- Named object pointing entries:

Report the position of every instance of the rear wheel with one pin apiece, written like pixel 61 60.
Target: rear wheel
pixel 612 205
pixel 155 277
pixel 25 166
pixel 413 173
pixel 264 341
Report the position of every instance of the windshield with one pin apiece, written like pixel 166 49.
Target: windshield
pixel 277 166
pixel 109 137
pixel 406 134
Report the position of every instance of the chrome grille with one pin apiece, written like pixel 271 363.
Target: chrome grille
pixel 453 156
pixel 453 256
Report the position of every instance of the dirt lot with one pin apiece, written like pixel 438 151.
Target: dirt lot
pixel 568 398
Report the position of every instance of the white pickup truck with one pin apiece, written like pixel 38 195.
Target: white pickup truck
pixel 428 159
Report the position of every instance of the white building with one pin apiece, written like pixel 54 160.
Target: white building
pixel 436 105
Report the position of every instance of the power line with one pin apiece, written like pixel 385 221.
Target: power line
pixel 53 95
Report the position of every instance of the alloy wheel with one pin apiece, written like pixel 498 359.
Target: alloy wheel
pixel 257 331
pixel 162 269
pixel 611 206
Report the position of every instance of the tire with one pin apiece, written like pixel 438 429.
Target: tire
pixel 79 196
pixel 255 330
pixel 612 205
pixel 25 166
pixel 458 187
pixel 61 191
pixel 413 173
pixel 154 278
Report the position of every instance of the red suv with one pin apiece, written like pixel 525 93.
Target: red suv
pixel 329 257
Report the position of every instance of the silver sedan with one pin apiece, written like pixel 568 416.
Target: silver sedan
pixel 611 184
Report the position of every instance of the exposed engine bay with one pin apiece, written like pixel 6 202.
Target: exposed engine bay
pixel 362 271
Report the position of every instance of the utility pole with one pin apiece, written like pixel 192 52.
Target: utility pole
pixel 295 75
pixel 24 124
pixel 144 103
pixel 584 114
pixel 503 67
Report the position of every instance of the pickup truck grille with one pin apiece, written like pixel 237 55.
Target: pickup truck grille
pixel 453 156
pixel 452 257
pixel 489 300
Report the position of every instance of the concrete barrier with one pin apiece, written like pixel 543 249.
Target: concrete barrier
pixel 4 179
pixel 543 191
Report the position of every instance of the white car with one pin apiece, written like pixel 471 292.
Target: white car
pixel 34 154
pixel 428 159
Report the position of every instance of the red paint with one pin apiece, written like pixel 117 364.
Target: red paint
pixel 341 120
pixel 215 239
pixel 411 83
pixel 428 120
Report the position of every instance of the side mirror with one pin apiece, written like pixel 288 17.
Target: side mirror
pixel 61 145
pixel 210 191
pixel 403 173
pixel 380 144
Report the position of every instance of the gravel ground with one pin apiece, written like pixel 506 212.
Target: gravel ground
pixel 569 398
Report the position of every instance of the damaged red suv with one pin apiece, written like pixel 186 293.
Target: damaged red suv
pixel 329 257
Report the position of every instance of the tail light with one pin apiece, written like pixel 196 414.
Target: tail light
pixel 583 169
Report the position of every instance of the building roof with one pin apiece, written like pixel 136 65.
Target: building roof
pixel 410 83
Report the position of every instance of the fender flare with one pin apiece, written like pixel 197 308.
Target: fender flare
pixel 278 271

- Given instruction: Starting with the line that contains "Report the position of every instance of the damaged" and going on through the last line above, write those lines again with "pin" switched to "marker" and everything else unchanged.

- Full solution:
Report the position of every instance of the damaged red suv with one marker apiece, written like pixel 186 293.
Target: damaged red suv
pixel 329 257
Report the position of every instance of the tail light with one marker apiece, written like pixel 196 414.
Target: tail light
pixel 583 169
Report the position of every instance of the building roof with one marker apiece, written like pixel 136 65.
Target: building roof
pixel 410 83
Report the position of every instance of the fender flare with one marker apiece, written like pixel 197 308.
Target: fender flare
pixel 278 271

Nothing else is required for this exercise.